*YOUR INSTRUCTIONS*
From the line that contains "Target: pale sand strip" through the line that contains "Target: shallow water", output every line of the listing below exactly and leave out all the rest.

=====

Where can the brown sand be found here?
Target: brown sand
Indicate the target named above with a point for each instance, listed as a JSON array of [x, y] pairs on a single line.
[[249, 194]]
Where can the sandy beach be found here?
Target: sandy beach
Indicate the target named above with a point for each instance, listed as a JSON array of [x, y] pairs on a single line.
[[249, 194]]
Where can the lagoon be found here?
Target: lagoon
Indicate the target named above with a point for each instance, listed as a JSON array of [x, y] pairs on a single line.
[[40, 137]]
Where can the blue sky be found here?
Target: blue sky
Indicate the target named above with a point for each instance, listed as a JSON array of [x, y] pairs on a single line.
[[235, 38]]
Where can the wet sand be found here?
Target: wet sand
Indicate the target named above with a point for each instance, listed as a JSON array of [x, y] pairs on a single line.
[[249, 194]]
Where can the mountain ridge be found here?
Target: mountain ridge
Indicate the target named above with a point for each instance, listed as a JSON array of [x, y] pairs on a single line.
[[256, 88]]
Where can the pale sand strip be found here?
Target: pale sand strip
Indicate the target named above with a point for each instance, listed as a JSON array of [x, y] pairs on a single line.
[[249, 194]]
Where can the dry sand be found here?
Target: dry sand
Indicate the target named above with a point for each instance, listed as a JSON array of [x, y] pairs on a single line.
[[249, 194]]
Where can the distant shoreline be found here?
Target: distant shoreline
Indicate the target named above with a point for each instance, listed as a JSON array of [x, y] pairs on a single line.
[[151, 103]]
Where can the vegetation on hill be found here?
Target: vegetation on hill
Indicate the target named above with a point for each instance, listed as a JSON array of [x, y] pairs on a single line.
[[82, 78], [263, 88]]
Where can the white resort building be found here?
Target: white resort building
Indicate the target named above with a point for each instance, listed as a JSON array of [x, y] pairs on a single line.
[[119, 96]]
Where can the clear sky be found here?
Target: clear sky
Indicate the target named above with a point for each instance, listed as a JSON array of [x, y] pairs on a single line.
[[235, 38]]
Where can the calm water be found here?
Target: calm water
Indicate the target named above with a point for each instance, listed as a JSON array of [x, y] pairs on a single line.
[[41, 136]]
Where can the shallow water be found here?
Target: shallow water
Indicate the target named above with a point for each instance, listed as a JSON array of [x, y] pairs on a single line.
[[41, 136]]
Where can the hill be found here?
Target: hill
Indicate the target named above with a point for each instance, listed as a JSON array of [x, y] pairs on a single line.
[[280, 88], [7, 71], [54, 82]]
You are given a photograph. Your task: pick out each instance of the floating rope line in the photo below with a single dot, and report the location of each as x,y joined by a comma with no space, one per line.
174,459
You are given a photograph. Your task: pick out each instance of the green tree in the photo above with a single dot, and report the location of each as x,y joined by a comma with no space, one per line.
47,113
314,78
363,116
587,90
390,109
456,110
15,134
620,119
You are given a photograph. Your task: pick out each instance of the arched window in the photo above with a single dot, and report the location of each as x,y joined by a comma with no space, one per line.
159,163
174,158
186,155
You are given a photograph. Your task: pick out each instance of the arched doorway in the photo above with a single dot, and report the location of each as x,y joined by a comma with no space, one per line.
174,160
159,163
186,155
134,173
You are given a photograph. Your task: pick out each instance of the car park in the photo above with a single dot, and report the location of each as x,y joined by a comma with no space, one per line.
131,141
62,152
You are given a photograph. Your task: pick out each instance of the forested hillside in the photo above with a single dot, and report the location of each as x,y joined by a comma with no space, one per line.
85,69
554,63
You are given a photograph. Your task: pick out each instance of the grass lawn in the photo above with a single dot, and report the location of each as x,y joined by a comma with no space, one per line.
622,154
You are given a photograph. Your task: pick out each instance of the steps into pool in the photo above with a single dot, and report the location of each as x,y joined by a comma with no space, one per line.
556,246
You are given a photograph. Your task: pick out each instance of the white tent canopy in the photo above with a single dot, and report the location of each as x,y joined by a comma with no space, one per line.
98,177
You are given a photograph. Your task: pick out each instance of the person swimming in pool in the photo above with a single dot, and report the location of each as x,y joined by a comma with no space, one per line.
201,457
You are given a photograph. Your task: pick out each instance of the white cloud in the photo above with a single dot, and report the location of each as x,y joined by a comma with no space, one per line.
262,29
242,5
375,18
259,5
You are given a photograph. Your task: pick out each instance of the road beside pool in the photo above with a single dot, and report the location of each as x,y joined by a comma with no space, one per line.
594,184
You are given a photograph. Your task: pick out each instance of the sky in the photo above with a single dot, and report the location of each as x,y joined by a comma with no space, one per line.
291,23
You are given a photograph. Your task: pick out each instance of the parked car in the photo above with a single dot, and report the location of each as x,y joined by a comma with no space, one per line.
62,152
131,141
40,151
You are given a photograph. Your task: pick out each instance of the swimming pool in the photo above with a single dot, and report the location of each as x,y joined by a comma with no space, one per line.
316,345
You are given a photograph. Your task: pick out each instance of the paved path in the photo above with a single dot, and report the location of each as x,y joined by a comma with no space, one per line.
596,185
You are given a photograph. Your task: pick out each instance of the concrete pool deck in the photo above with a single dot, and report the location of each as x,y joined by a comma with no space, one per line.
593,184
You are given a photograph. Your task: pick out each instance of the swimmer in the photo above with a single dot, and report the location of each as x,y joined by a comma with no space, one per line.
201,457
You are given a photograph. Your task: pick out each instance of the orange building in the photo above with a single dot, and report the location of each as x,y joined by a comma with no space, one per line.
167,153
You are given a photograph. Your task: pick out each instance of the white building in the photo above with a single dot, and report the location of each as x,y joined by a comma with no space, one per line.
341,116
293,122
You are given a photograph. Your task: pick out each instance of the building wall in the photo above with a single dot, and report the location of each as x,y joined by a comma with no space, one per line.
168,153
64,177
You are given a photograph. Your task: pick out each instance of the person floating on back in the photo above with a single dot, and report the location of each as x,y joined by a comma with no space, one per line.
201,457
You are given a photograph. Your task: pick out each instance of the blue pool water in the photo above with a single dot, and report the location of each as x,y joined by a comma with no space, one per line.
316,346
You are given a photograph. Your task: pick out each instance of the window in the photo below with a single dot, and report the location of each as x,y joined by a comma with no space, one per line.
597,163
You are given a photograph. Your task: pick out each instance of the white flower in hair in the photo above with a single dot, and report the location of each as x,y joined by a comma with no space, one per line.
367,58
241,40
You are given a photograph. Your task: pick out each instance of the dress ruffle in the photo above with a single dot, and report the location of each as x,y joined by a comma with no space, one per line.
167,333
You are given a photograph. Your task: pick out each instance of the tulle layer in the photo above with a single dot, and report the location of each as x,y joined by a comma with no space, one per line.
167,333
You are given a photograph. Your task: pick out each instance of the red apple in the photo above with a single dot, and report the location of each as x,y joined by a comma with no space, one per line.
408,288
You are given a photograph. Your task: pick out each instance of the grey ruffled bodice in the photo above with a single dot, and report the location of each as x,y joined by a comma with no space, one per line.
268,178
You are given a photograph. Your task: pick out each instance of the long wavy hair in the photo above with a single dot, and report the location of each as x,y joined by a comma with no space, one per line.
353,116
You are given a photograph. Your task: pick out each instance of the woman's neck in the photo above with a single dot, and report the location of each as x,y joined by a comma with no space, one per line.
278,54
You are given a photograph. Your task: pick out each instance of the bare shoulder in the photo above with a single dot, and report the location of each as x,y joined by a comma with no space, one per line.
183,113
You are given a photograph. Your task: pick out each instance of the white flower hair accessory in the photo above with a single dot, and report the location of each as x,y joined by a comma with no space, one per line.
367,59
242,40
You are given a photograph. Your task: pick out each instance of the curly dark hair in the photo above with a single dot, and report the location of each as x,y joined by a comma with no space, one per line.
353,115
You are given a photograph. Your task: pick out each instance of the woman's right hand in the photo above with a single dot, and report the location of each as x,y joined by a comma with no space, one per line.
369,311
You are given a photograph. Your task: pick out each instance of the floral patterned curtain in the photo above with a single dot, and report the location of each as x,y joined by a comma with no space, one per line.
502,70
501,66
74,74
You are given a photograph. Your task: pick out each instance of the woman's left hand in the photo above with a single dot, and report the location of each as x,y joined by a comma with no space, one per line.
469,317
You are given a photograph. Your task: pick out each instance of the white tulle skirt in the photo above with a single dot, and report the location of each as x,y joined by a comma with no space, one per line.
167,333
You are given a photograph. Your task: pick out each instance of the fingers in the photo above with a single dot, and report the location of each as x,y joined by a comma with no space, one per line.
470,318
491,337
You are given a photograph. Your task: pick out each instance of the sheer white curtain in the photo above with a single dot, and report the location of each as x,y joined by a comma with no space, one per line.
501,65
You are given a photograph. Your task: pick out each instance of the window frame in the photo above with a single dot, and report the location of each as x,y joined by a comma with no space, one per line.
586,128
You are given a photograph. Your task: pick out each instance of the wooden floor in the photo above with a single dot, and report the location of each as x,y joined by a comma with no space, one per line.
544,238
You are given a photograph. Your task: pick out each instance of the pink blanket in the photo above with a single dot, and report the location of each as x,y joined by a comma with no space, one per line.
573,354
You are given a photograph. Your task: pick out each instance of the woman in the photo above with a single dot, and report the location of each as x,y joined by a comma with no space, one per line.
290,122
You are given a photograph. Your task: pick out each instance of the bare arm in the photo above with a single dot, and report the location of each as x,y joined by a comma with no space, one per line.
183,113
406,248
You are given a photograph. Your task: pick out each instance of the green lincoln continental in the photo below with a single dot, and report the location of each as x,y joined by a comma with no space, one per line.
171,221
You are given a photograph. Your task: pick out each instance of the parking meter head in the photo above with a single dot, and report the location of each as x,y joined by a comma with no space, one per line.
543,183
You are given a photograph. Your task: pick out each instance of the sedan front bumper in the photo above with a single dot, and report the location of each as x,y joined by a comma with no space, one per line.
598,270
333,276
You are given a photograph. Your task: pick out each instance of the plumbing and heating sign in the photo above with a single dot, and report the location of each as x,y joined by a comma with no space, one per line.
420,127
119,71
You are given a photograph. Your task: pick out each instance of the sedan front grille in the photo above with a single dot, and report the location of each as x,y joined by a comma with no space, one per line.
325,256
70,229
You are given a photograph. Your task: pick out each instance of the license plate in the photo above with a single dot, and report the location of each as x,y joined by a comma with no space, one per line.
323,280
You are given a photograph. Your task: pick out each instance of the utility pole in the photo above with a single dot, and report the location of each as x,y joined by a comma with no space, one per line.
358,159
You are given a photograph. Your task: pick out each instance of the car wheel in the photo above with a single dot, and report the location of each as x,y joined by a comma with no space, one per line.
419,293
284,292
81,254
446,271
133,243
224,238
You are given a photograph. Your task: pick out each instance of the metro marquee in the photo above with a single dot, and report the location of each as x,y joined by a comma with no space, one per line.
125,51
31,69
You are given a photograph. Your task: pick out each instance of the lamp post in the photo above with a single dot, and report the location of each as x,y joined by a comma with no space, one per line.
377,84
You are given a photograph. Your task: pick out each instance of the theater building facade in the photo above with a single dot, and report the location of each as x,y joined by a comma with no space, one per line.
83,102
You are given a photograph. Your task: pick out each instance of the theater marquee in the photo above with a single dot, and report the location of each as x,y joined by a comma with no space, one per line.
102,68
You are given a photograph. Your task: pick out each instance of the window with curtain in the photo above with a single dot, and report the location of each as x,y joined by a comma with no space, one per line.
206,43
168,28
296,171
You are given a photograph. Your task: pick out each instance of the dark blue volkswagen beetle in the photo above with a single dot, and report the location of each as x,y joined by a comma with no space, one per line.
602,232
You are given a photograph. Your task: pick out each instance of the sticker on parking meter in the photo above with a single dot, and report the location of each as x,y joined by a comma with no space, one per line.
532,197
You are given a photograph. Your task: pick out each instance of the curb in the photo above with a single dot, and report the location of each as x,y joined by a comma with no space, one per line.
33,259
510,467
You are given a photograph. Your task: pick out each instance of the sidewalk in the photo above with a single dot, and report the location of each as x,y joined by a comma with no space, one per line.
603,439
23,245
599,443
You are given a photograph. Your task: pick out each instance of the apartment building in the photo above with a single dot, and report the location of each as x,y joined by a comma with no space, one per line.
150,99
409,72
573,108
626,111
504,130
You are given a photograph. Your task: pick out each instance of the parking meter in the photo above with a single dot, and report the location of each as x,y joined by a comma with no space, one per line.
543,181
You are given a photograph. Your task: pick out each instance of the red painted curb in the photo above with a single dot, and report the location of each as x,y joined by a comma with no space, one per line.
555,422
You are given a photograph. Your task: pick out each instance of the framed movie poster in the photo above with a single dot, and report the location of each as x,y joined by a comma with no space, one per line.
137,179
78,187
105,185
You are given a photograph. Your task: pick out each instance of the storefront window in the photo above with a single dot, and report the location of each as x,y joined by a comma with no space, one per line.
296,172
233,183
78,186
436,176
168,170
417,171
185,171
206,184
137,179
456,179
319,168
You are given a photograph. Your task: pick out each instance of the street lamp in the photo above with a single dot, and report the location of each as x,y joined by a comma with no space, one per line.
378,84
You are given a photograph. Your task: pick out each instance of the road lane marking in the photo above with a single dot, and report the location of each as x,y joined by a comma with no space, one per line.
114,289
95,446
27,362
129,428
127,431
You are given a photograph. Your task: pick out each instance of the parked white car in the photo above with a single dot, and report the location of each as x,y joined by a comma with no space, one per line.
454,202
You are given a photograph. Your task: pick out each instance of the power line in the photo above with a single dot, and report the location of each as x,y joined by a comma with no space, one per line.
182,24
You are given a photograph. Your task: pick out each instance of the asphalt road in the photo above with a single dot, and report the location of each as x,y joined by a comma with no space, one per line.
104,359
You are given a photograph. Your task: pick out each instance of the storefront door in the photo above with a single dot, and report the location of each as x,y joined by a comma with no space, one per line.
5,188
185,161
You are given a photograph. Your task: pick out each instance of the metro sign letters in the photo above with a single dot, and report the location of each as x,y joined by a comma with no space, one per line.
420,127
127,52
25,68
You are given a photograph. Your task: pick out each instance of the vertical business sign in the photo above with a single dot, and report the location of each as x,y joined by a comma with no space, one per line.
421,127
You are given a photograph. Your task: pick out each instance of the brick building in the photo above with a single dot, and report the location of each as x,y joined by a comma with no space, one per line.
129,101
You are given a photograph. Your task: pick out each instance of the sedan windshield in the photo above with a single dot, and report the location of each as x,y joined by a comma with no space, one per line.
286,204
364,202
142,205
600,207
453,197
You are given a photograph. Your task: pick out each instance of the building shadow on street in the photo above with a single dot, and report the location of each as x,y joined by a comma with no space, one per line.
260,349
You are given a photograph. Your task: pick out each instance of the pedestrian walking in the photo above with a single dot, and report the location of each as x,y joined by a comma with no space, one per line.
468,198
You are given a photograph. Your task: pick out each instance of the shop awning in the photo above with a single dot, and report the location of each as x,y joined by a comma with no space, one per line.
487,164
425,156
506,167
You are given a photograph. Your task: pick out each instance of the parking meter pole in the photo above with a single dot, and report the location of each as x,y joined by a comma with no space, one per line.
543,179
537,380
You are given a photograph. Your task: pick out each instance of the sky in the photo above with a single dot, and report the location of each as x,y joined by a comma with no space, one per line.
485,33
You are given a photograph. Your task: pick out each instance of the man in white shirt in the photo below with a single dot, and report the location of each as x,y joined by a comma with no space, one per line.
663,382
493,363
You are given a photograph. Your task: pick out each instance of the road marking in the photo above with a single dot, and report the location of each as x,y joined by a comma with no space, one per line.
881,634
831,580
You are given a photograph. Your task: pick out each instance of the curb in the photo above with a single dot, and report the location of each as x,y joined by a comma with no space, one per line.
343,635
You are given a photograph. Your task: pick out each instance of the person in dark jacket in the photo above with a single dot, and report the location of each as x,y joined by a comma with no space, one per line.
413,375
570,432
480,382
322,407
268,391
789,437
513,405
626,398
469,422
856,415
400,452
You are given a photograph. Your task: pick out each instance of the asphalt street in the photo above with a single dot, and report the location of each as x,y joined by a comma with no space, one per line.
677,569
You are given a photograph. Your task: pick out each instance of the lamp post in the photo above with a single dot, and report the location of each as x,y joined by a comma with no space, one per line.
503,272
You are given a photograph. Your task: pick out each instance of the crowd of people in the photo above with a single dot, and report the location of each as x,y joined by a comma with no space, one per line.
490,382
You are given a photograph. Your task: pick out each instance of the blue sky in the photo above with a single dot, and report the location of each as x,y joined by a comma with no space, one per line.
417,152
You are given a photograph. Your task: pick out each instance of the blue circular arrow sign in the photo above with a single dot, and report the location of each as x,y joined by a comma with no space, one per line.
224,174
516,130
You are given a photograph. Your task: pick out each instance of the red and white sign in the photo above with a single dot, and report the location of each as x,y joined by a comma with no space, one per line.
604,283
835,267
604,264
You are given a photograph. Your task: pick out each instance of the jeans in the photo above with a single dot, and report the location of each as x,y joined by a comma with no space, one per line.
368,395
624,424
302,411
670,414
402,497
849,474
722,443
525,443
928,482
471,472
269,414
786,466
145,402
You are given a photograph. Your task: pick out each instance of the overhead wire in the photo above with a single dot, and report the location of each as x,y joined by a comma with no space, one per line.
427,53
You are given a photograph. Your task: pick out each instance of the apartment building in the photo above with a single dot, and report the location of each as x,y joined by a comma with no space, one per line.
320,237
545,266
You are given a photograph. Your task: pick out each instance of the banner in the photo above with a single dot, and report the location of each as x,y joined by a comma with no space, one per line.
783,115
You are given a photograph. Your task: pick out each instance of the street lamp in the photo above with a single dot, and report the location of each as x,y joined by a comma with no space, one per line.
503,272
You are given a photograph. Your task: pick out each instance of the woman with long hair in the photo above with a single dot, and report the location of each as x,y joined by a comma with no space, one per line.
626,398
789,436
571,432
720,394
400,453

=====

*EXERCISE RESPONSE*
Target: pale sand strip
Indicate the target named above with a point for each instance, listed as a JSON array of [x, y] pairs on a single line.
[[249, 194]]
Where can the dry sand be found here?
Target: dry sand
Indicate the target named above with a point for each instance, listed as a JSON array of [x, y] pairs on a single line.
[[249, 194]]
Where can the distant shoreline be found here?
Target: distant shoreline
Indicate the target named above with a point for each instance, listed as a JSON array of [x, y] pairs on a single line.
[[151, 103]]
Where can the vegetation on hill be found here?
Target: vegetation on hill
Indicate the target named above with a point for each instance, listed as a JSON array of [x, y] pairs on a single line.
[[82, 78], [263, 88]]
Where can the white resort building be found here?
Target: white resort building
Indicate the target named above with a point for each instance, listed as a JSON array of [x, y] pairs on a single line.
[[119, 96]]
Where can the clear sky be found here?
Target: clear sky
Indicate the target named above with a point for each instance, listed as a JSON array of [x, y] pairs on a single line.
[[235, 38]]
Where can the calm water be found here?
Target: calm water
Indicate the target named above with a point for each instance, listed as a JSON array of [x, y] pairs on a single line.
[[41, 136]]
Where can the shallow water be found here?
Target: shallow water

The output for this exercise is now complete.